- **Text to read**
Tuesday, June 26, 2012

Alan Turing Centenary

If you are not a computer science student chances are you don't know who Alan Turing was. This year we celebrate Turing Centenary, that is the 100th anniversary of his birthday. Since computers are such ubiquitous devices today, I believe that every computer user should know who Alan Turing was.
He is often considered to be the father of Computer Science. However, it would be more accurate to say that Turing is the grand-father of Computer Science while John von Neumann is its father. So I shall write a few words about John von Neumann as well.
Alan Mathison Turing invented the so-called Turing machine in the 1930s, which is the abstract model of a modern computer, before any real computer was built in the 20th century. The Turing machine was exclusively built on paper (as a mathematical construct) and it was the preliminary theoretical step that permitted the building of the first general-purpose electronic computer, ENIAC, in 1946.
One of his most profound achievement is "the principle of a universal machine that makes logic rather than arithmetic the computer's driving force", writes the University of Oxford's Andrew Hodges. Turing also defined the concept of computability, which is still very important for the theory of Computer Science.

- **Dataset rows**
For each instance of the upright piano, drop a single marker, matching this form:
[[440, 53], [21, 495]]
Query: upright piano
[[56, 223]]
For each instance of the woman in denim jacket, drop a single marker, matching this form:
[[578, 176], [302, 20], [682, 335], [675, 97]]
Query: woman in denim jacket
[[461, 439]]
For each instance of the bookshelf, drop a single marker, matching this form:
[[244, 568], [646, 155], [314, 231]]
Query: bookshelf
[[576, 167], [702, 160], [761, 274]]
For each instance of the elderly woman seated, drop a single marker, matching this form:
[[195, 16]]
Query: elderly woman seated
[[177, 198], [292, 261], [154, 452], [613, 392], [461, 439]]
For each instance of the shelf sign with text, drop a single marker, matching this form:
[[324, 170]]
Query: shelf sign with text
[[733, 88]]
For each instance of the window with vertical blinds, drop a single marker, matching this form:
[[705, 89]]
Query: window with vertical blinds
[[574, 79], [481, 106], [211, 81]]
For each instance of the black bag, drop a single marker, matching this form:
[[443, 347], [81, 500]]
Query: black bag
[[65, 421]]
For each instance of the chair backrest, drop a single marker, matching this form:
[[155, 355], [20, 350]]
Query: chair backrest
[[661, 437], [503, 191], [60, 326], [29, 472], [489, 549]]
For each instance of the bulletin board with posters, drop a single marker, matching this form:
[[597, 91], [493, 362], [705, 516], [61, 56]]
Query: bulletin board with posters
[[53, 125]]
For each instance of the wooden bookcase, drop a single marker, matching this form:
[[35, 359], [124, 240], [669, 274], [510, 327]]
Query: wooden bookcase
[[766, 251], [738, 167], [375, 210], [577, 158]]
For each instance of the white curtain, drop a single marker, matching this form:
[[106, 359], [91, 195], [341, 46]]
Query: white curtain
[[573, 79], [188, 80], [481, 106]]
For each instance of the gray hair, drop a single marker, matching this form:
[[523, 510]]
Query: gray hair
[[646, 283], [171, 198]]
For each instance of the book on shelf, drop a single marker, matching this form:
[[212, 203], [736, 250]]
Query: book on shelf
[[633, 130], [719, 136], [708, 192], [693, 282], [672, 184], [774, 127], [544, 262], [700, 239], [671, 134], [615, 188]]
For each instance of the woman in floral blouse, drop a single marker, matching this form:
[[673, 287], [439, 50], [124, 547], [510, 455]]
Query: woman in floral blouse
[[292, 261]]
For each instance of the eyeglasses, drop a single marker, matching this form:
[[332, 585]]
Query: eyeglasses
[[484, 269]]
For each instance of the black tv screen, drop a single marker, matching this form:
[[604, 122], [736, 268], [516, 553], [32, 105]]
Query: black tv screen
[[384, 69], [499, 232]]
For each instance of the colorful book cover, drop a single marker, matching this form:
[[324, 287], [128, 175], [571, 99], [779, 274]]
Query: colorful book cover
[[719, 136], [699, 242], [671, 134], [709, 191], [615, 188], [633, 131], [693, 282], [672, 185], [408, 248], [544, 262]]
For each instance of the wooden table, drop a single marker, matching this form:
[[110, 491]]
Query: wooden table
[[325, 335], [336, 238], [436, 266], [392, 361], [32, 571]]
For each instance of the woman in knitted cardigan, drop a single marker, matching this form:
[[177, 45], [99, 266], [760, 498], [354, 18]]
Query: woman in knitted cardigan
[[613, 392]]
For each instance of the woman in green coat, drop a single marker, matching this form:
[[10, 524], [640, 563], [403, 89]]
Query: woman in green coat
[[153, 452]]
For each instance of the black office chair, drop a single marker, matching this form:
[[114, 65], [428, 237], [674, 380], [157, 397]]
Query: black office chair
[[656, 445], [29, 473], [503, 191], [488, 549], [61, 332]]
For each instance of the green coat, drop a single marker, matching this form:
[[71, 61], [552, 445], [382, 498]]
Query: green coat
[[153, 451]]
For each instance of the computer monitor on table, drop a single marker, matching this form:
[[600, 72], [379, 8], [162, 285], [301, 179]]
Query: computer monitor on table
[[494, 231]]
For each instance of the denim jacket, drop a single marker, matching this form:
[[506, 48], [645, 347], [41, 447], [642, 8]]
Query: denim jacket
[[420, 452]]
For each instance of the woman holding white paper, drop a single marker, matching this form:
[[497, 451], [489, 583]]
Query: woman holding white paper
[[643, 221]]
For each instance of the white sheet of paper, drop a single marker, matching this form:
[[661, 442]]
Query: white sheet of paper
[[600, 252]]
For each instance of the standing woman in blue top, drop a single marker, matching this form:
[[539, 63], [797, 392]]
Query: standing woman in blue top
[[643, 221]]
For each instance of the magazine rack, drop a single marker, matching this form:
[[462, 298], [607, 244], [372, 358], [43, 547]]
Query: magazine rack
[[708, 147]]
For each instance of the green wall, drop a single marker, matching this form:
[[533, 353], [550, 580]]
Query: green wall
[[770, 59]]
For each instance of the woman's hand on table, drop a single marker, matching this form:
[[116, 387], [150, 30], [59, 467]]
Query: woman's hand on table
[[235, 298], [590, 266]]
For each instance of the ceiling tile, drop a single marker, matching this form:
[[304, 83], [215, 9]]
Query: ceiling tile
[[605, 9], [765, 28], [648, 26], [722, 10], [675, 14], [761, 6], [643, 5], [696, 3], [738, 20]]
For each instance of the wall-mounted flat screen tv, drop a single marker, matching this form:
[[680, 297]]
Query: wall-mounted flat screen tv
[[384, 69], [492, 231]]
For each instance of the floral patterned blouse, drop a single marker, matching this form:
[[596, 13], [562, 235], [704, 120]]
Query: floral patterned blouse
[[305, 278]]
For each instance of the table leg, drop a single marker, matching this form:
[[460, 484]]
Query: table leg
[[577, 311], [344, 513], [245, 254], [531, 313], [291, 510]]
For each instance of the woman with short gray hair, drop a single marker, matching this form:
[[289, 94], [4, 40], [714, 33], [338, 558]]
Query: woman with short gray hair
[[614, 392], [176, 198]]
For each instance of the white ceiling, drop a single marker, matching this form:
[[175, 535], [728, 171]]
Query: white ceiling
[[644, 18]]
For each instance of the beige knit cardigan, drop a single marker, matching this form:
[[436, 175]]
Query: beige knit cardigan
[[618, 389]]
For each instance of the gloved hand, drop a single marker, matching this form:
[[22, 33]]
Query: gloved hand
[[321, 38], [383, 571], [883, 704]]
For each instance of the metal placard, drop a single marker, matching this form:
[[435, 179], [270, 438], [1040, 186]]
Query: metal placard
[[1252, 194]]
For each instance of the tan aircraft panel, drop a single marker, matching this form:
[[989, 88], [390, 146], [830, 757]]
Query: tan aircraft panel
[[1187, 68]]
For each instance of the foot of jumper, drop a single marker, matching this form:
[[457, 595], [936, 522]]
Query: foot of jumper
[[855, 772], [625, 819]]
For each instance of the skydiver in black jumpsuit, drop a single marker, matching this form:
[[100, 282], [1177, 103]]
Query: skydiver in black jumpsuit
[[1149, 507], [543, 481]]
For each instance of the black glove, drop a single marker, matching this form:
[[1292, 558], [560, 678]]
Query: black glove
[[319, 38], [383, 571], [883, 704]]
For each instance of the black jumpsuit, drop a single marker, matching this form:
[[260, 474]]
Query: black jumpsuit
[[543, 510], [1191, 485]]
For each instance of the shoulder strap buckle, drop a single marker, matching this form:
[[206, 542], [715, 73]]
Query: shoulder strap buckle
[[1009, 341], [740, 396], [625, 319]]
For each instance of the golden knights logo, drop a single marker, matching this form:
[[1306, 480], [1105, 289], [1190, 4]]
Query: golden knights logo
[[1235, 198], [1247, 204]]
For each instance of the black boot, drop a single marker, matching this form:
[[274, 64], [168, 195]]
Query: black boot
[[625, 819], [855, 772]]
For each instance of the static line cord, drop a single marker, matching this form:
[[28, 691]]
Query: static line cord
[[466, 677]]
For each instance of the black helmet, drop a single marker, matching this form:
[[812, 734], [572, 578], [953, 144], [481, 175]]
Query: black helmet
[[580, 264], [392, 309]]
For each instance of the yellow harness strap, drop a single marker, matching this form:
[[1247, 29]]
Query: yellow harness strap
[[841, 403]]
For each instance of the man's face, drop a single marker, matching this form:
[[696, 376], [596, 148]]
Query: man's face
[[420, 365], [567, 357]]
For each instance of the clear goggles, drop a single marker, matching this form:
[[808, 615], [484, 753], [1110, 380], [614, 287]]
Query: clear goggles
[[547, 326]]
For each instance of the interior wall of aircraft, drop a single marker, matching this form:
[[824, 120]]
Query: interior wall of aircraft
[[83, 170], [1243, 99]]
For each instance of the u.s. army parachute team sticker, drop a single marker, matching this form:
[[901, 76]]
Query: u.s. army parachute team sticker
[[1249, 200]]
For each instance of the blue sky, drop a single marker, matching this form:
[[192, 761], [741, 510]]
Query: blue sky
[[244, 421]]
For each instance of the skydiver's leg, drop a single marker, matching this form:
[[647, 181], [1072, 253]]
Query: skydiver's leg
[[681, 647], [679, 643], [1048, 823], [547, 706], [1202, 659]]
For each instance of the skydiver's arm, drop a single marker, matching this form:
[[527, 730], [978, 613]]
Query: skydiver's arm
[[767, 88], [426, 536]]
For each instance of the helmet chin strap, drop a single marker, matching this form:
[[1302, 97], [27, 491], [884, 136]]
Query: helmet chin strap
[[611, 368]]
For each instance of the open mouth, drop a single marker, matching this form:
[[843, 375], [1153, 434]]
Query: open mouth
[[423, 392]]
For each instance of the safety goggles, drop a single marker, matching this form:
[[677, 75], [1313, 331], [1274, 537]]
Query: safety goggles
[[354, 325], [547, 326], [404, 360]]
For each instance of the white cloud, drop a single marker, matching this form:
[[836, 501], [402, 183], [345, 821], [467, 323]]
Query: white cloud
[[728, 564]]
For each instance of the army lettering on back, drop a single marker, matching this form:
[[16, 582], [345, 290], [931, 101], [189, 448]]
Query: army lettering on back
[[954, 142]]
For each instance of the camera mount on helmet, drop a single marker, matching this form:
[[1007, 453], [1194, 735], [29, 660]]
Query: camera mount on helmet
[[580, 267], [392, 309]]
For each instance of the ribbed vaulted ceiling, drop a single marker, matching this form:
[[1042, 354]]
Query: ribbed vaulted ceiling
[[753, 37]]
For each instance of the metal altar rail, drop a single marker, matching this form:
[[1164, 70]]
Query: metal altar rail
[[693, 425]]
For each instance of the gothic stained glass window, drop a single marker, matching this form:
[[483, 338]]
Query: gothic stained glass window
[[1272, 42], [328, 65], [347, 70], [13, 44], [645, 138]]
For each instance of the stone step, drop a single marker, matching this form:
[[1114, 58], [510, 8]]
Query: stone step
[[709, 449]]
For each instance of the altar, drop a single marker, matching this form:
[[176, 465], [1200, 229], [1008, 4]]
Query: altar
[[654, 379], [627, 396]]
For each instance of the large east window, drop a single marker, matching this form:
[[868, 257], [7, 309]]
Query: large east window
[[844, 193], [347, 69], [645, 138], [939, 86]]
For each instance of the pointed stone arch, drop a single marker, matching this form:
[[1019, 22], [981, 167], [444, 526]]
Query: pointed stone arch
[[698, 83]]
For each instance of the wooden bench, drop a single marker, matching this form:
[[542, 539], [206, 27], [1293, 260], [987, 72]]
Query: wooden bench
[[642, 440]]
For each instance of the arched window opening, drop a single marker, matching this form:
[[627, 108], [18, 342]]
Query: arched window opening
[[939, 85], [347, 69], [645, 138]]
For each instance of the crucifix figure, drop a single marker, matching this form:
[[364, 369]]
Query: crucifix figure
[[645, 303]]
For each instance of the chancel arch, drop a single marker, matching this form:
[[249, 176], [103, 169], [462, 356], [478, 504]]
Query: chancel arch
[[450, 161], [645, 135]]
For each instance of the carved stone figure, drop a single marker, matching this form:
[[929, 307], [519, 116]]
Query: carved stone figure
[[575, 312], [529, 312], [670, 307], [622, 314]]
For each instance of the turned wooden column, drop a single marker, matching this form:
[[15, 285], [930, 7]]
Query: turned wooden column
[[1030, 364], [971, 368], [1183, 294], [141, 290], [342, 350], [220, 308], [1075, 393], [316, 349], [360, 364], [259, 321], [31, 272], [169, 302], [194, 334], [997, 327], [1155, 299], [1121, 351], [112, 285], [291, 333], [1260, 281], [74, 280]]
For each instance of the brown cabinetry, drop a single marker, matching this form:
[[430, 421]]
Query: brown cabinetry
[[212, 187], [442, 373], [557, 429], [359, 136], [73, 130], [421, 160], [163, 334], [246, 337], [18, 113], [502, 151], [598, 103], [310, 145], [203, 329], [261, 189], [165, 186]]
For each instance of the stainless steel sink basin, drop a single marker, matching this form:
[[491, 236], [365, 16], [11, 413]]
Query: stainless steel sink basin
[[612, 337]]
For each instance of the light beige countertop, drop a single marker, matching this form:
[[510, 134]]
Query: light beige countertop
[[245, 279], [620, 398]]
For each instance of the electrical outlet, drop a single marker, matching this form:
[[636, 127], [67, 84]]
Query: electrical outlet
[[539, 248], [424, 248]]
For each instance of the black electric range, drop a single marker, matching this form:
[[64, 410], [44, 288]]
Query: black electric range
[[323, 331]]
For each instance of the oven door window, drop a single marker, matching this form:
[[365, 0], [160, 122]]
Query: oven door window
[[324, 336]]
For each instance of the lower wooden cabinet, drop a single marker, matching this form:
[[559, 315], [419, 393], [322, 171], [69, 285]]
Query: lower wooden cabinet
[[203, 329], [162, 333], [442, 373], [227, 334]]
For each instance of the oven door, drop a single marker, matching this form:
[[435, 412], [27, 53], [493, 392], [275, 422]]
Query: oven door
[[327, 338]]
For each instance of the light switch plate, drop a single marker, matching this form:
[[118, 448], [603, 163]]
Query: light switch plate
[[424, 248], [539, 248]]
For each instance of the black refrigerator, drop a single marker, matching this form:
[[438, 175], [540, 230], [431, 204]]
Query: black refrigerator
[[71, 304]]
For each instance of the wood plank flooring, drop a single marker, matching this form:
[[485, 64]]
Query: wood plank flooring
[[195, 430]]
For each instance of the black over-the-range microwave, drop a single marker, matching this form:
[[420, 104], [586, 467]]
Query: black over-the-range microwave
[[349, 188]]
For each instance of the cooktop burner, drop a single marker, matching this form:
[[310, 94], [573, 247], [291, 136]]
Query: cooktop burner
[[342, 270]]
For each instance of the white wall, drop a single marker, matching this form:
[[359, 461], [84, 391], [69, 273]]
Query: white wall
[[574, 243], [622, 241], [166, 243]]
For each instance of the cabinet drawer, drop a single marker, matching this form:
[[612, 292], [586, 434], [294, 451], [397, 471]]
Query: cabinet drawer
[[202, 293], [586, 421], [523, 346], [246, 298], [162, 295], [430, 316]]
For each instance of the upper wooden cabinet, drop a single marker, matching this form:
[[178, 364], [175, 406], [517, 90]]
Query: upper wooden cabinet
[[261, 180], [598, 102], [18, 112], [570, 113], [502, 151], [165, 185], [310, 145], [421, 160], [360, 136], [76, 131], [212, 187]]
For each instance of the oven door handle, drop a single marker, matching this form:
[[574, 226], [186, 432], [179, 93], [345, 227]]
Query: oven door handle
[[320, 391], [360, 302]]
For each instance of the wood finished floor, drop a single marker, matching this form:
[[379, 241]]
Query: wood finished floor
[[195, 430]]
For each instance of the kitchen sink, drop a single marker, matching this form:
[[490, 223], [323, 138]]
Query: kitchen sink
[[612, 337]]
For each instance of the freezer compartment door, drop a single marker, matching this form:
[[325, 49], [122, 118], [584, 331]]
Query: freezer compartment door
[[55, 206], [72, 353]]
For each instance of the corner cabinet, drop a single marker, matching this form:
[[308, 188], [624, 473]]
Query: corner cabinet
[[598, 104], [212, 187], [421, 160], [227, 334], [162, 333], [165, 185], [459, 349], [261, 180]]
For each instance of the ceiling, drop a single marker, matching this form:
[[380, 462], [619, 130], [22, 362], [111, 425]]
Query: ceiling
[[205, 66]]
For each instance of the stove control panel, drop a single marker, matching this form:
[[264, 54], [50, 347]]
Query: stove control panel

- **Tasks**
A. In the Alan Turing Centenary post, transcribe everything from "He is often" down to "Neumann as well.".
B. Render this sentence from the Alan Turing Centenary post in Spanish: "Turing also defined the concept of computability, which is still very important for the theory of Computer Science."

- **Final results**
A.
He is often considered to be the father of Computer Science. However, it would be more accurate to say that Turing is the grand-father of Computer Science while John von Neumann is its father. So I shall write a few words about John von Neumann as well.

B. Turing también definió el concepto de computabilidad, que sigue siendo muy importante para la teoría de las Ciencias de la Computación.